_Directive_
Reproduce the records exactly, starting at the line that contains "In the photo above, where can the cloudy" and ending with the last line of the records.

_Data supplied_
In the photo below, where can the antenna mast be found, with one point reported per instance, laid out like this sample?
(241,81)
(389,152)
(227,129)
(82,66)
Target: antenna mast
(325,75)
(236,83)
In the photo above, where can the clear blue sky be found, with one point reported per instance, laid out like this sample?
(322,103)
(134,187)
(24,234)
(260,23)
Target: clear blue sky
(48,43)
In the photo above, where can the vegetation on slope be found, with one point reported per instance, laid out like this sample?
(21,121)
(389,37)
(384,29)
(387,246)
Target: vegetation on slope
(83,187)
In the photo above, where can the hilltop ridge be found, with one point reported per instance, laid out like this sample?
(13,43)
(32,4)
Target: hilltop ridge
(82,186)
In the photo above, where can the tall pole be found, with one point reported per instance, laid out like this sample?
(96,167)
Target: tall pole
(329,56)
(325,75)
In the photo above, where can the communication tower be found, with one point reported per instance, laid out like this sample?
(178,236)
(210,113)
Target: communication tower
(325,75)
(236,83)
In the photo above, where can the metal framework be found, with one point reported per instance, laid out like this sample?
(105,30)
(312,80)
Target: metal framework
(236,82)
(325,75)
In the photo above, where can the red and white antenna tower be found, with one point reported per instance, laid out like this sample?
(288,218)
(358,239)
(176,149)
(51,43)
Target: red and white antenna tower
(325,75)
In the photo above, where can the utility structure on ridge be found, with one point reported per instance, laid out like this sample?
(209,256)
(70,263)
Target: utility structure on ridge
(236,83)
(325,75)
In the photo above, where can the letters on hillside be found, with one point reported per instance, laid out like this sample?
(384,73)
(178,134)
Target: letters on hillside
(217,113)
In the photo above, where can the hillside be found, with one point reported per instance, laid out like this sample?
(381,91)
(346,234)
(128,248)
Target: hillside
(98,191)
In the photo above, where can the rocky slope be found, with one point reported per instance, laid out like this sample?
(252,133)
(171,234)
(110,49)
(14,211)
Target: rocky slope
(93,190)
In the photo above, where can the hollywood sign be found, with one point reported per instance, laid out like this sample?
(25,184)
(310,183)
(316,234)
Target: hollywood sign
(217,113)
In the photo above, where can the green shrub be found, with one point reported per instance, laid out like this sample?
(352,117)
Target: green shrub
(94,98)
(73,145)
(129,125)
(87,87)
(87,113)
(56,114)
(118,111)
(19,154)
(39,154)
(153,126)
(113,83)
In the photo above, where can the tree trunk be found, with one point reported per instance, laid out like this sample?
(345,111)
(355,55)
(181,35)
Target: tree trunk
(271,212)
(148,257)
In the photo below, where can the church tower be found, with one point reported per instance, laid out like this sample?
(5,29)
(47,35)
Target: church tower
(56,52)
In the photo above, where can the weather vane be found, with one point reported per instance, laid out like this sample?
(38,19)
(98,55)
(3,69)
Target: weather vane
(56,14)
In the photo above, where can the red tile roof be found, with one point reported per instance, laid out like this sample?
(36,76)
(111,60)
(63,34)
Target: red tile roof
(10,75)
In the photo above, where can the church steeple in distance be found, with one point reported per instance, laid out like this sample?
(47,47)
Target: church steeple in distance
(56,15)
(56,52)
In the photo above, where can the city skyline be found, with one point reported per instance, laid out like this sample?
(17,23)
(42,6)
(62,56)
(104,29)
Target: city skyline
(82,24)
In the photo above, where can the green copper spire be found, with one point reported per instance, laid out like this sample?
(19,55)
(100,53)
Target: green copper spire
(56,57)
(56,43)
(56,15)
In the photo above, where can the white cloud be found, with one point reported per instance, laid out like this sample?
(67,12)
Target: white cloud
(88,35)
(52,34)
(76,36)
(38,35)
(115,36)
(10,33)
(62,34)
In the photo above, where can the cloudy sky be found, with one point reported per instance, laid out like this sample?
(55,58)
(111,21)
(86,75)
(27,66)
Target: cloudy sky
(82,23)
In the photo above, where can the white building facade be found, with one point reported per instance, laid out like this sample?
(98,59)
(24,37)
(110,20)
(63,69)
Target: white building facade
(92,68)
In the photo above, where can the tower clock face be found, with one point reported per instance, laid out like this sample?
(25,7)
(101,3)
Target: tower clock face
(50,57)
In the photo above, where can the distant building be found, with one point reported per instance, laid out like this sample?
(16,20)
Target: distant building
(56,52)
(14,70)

_Full answer_
In the photo above, where can the cloudy sky be found, with one point reported per instance, laid out like this sample?
(55,58)
(111,21)
(86,75)
(27,66)
Target: cloudy sky
(82,23)
In the photo above, where can the white building facade be found, with one point reported per instance, laid out like this sample?
(98,59)
(24,37)
(110,20)
(63,69)
Target: white building facade
(92,68)
In the photo above, where can the tower clock face be found, with one point reported per instance, laid out like this sample?
(25,7)
(101,3)
Target: tower clock face
(50,57)
In the photo above, where can the distant building be found, with one point reported per instance, laid out like this sample?
(16,20)
Target: distant building
(56,52)
(14,70)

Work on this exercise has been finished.